_What you should do:_
Please transcribe the listing below in full and word for word, without its pictures.

#### Data extracts ####

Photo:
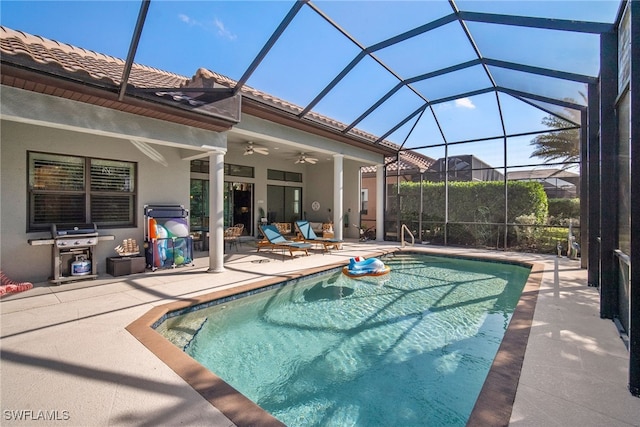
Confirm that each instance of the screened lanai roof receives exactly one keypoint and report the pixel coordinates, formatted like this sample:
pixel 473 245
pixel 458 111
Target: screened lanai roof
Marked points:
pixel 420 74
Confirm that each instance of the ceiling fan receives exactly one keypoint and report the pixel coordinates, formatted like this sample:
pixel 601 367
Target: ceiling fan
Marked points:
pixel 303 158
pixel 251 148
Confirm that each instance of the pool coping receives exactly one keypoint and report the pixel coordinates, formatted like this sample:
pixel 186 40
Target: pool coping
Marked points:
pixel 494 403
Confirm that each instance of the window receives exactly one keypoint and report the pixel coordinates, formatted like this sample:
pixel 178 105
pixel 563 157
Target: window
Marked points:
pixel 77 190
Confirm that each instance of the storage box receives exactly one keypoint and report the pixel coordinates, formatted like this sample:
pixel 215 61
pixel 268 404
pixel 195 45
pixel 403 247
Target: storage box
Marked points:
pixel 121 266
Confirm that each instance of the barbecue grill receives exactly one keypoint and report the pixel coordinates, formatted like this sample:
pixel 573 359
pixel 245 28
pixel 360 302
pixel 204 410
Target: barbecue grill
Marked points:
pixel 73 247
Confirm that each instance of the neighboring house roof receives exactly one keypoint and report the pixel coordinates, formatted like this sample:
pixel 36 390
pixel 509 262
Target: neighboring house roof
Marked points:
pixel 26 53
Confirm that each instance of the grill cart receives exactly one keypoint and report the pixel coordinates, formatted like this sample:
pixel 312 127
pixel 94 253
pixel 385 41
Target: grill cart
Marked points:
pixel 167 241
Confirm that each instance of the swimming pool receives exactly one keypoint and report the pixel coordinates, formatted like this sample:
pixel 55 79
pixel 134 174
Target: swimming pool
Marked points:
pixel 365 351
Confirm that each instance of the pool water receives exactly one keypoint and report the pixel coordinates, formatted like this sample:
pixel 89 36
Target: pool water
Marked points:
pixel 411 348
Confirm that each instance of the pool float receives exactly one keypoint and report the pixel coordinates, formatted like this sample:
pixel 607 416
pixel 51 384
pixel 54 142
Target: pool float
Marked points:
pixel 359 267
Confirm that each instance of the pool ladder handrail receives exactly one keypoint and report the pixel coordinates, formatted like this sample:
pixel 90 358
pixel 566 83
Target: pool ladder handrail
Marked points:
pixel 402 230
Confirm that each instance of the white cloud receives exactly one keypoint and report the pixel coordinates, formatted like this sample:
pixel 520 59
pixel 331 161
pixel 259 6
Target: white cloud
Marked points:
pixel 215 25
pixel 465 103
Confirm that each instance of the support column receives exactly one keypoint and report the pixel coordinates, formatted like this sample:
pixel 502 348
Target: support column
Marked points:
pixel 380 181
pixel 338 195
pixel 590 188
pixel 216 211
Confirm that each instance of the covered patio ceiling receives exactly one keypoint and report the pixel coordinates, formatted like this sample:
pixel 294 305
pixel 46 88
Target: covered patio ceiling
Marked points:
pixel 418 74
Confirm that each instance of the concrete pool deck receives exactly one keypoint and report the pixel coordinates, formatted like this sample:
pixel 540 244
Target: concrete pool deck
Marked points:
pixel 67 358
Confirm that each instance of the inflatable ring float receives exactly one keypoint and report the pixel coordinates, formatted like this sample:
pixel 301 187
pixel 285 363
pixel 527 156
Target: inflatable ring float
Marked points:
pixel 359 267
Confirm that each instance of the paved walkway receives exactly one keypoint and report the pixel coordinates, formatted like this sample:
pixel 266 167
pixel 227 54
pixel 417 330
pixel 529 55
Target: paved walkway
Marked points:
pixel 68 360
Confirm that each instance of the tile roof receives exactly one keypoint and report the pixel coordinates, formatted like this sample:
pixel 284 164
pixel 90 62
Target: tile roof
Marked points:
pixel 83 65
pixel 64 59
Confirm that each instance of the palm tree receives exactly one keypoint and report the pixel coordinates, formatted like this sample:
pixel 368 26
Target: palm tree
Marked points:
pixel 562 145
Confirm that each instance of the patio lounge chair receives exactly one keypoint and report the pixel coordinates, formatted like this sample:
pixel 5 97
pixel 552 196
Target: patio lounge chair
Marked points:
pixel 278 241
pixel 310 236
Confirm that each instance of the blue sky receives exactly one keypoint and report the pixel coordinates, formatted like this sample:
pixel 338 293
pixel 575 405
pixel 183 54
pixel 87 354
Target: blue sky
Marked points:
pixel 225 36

####

_Solution below:_
Photo:
Confirm that each instance of the screened lanai roof receives exactly one keypoint and report the pixel coordinates, formatted like this sample:
pixel 473 245
pixel 458 111
Target: screened lanai roof
Marked points:
pixel 420 74
Confirm that each instance of the ceiling fan receives exactly one keypoint and report the pixel coordinates, formatted like this sample:
pixel 601 367
Target: ceiling fan
Marked points:
pixel 303 158
pixel 251 148
Confirm that each instance of the pool coping receives exactly one keypoint and report the pixel coordinates, formatted like this sample:
pixel 186 40
Target: pool coping
Marked points:
pixel 494 403
Confirm that each instance of the window receives exactly one keypoint and report the pixel coordinates, formatted like this sample:
pixel 178 105
pixel 563 157
Target: window
Marked points:
pixel 77 190
Confirm that each instance of the storage box receives exactly one keypoint and report the pixel coordinates, formatted like this sample:
pixel 215 61
pixel 268 404
pixel 195 45
pixel 403 247
Target: storage box
Marked points:
pixel 121 266
Confirm that each instance of the barbecue grill receives exactly one keypoint and report the pixel coordinates, formatted like this sample:
pixel 573 359
pixel 245 28
pixel 360 302
pixel 204 410
Target: barbecue grill
Marked points:
pixel 73 247
Confirm that each instance of the neighboring house roof receives exactly one keypoint and report the pixel coordinates, formatted like this sample:
pixel 36 390
pixel 509 262
Target: neighboring house roof
Marked points:
pixel 26 53
Confirm that each instance of the grill cart receives exactly one keypoint and report the pixel coordinates, formatted like this sample:
pixel 312 127
pixel 94 253
pixel 385 41
Target: grill cart
Marked points:
pixel 167 241
Confirm that each instance of the swimming pool receives exactly one keypoint and report the pixel coordinates, formatted like this sample:
pixel 55 79
pixel 134 174
Target: swimming pool
Marked points:
pixel 365 351
Confirm that each instance of the pool water receives exactly one keypoint and report the pixel coordinates, formatted like this sample:
pixel 89 36
Target: pool water
Marked points:
pixel 411 348
Confirm that each instance of the pool float receives exactly one keypoint and report the pixel coordinates, formatted like this sample:
pixel 607 416
pixel 51 384
pixel 54 142
Target: pool float
Marked points:
pixel 359 267
Confirm that each instance of the pool ladder handrail receives exactly one keypoint and report the pixel coordinates, formatted like this sample:
pixel 90 358
pixel 566 83
Target: pool ladder handrail
Marked points:
pixel 402 230
Confirm that each instance of the white cloud receives exactly one keypoint and report the pixel coordinates, formatted like this sample:
pixel 520 59
pixel 331 161
pixel 259 6
Target: white cloud
Marked points:
pixel 215 25
pixel 465 103
Confirm that each instance of the support column receives exactly one keypoint and report the pixel coordinates, formatted like this sample:
pixel 502 348
Target: support column
Marked points:
pixel 380 181
pixel 338 195
pixel 590 188
pixel 216 211
Confirm that each instance of the covered patio ceiling receives exactly one keypoint and report the pixel coordinates, formatted like this sample:
pixel 294 305
pixel 46 88
Target: covered patio ceiling
Marked points:
pixel 418 74
Confirm that each instance of the concrete pool deck receives exactly one keypoint and report the pixel coordinates, formatted like this sample:
pixel 540 244
Target: concrete pool deck
Marked points:
pixel 67 358
Confirm that each instance of the inflatable ring float receives exactly one keypoint and report the pixel coordinates, formatted like this sample:
pixel 301 187
pixel 285 363
pixel 527 156
Target: inflatable ring float
Marked points:
pixel 359 267
Confirm that each instance of the paved walkway receives exactly one keypoint and report the pixel coordinates, formatted like this sample:
pixel 266 167
pixel 227 54
pixel 417 330
pixel 529 55
Target: paved walkway
Marked points:
pixel 68 360
Confirm that each instance of the tile roof receives exactly one keypoint and report the pixel coordinates, formatted like this sample:
pixel 284 164
pixel 90 62
Target: tile roof
Marked points:
pixel 83 65
pixel 64 59
Confirm that each instance of the palm tree receives exactly one keypoint and report the pixel coordinates, formatted like this sample:
pixel 368 26
Target: palm tree
Marked points:
pixel 562 145
Confirm that each instance of the patio lounge chair receives exactly one keypoint and report the pixel coordinates, formatted like this sample:
pixel 5 97
pixel 552 196
Target: patio lounge chair
Marked points:
pixel 278 241
pixel 310 236
Confirm that each instance of the blue sky receives exactly one keypoint and report the pixel coordinates, formatted like this sample:
pixel 338 293
pixel 575 405
pixel 183 54
pixel 87 354
Target: blue sky
Marked points:
pixel 225 36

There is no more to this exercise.